(PROBLEM): Repeat exactly, and only, the lines from the one holding "Wildlife-tally request: point out every instance of the stone" through the last line of the records below.

(Pointing and labeling entries):
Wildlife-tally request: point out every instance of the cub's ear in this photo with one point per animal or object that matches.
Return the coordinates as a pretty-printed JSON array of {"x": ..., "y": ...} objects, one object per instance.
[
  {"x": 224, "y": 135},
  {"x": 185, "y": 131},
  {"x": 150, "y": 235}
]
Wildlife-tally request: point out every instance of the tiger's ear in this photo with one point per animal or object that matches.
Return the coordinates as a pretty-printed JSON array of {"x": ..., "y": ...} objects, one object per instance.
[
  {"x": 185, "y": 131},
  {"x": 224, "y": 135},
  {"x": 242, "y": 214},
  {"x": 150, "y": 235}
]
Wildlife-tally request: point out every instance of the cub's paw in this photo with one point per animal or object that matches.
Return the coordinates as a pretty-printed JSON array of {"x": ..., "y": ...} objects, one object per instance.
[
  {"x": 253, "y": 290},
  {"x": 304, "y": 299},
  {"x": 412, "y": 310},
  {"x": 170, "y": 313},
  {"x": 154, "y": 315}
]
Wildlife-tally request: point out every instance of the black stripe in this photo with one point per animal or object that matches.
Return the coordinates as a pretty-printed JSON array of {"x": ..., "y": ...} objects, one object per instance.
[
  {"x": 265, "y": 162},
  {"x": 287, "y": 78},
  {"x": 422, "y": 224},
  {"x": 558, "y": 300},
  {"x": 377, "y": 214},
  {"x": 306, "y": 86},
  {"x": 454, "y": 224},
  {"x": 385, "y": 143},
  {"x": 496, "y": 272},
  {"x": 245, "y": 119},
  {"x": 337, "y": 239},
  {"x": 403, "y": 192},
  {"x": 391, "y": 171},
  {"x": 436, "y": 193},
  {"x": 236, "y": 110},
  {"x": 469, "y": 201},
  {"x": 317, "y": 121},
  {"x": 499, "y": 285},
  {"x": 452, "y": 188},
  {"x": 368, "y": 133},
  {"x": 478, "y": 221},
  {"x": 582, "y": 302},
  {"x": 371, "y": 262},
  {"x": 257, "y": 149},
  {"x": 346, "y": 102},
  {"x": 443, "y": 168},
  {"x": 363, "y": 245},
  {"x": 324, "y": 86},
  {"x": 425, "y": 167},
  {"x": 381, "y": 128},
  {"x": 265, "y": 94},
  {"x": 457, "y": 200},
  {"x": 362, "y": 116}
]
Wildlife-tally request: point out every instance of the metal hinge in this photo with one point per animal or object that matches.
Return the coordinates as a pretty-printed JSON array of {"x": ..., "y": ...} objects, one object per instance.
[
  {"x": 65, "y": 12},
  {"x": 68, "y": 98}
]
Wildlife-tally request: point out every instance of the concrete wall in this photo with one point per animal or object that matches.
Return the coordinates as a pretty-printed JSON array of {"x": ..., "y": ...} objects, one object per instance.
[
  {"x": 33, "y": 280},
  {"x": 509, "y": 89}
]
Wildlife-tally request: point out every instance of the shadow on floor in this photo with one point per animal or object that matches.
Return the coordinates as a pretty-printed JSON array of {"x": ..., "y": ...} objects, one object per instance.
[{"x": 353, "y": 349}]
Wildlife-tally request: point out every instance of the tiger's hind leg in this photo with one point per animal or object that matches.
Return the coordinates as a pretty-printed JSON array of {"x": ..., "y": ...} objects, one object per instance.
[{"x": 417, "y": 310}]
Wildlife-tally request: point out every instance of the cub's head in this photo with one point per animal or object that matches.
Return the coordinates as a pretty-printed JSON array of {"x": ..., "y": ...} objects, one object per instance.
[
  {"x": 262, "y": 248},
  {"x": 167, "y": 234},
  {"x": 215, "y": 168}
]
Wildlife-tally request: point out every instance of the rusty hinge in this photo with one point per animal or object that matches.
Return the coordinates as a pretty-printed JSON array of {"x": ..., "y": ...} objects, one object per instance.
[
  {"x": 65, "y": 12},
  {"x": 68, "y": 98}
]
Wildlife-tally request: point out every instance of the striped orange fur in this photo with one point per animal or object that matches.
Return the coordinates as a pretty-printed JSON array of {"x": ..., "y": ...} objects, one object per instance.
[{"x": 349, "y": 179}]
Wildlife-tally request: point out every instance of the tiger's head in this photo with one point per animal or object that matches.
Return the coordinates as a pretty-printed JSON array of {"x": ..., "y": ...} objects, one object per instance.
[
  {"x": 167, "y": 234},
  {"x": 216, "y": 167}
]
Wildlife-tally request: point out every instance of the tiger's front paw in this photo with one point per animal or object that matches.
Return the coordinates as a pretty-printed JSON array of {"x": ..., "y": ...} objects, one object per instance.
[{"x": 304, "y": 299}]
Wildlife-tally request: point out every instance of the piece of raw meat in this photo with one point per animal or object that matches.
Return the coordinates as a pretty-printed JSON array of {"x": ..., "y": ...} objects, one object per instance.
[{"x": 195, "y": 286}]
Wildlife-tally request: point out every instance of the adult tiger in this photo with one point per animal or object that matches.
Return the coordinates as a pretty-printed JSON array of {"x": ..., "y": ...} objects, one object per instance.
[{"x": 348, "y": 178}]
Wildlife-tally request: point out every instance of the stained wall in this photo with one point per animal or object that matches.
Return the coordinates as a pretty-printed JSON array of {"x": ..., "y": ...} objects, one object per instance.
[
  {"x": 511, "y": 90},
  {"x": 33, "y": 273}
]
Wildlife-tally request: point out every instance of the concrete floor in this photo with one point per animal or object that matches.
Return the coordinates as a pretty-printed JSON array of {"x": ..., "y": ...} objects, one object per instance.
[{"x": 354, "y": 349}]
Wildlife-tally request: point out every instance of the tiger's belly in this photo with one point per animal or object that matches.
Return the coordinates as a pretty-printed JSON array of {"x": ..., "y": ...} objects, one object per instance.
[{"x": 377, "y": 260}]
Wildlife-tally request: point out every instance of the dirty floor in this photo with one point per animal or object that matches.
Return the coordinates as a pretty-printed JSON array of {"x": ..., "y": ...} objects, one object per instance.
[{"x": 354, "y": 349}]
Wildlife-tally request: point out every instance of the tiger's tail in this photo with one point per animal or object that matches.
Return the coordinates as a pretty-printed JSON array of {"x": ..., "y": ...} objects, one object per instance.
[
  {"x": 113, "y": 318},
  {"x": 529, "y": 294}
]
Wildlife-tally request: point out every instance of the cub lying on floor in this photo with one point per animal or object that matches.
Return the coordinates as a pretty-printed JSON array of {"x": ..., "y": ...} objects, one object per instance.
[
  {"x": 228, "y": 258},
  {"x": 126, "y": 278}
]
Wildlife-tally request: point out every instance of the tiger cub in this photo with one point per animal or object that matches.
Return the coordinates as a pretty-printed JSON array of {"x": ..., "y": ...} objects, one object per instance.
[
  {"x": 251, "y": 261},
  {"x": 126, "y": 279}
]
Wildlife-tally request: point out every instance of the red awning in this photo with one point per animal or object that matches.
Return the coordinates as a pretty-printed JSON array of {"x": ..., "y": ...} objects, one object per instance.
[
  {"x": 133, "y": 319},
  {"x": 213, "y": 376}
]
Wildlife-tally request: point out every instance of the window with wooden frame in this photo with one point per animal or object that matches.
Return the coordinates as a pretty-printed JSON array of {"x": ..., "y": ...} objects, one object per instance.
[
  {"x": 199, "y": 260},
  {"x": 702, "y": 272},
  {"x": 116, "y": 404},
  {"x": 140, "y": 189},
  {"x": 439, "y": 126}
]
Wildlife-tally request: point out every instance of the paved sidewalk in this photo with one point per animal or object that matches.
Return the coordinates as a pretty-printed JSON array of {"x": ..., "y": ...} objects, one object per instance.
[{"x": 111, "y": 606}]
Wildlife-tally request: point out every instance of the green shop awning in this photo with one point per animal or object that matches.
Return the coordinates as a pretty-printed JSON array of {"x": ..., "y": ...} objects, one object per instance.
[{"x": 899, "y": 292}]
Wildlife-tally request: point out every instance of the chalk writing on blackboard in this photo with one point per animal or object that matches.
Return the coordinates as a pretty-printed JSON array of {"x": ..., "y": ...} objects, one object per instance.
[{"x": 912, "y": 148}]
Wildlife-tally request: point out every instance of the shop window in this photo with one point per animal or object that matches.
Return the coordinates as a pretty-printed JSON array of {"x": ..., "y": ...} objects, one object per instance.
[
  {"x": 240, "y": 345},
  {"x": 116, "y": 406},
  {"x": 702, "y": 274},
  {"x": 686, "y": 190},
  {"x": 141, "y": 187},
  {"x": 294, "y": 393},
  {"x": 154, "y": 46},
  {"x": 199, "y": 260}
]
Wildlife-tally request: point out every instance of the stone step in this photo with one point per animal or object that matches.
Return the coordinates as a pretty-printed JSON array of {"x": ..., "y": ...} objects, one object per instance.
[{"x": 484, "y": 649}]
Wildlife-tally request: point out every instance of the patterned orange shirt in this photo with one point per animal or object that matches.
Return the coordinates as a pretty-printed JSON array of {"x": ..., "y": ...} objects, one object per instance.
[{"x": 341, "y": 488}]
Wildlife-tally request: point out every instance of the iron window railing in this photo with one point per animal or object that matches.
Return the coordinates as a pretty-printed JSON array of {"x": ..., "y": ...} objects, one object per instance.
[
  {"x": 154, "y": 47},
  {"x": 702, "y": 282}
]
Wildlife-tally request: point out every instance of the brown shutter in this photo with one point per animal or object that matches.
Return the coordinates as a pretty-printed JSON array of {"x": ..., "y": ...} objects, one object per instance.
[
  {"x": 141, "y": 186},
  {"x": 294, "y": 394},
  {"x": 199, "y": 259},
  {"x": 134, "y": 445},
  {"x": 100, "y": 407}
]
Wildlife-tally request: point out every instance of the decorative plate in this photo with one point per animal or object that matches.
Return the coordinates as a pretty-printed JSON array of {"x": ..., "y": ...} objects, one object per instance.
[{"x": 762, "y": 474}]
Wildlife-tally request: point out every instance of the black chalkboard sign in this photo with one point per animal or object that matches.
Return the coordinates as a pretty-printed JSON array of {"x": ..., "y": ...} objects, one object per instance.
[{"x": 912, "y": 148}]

(EXERCISE RESULT):
Wildlife-tally request: point out every instance of the stone step in this photo with one point per animal or object that matches.
Return the coordinates as a pretty-printed JSON array of {"x": ..., "y": ...} objects, one object per instance.
[{"x": 484, "y": 649}]
Wildlife-tally request: point out every instance of the patterned orange shirt in this photo with one point per animal or object that matches.
Return the coordinates as a pretty-printed JSON array of {"x": ..., "y": ...} objects, one object per instance.
[{"x": 341, "y": 488}]
Wildlife-tally request: point out every instance of the iron window railing in this photo with one point per animal or object that matches.
Return the coordinates as a pretty-printed JSON array of {"x": ..., "y": ...} objects, one object per instance.
[
  {"x": 154, "y": 47},
  {"x": 702, "y": 282}
]
Wildlife-tally request: point out every instance of the brown shutter in this photo with one point per animal or object that matches.
Return the coordinates as a pretty-printed JSON array of {"x": ..., "y": ...} objects, one object per instance.
[
  {"x": 141, "y": 186},
  {"x": 294, "y": 394},
  {"x": 199, "y": 259},
  {"x": 134, "y": 445},
  {"x": 100, "y": 407}
]
Wildlife-tally request: point out every instance of the decorative plate in this photo with one point per animal or object that matches.
Return the coordinates as a pretty-printed JSON array of {"x": ..., "y": ...} objects, one object per instance.
[{"x": 762, "y": 474}]
Wildlife-tally request: point out every instance of the black chalkboard sign in this photo with one point per animal or object that matches.
Return the coordinates as a pretty-printed JSON array of {"x": ..., "y": ...} objects, one object per instance.
[{"x": 912, "y": 148}]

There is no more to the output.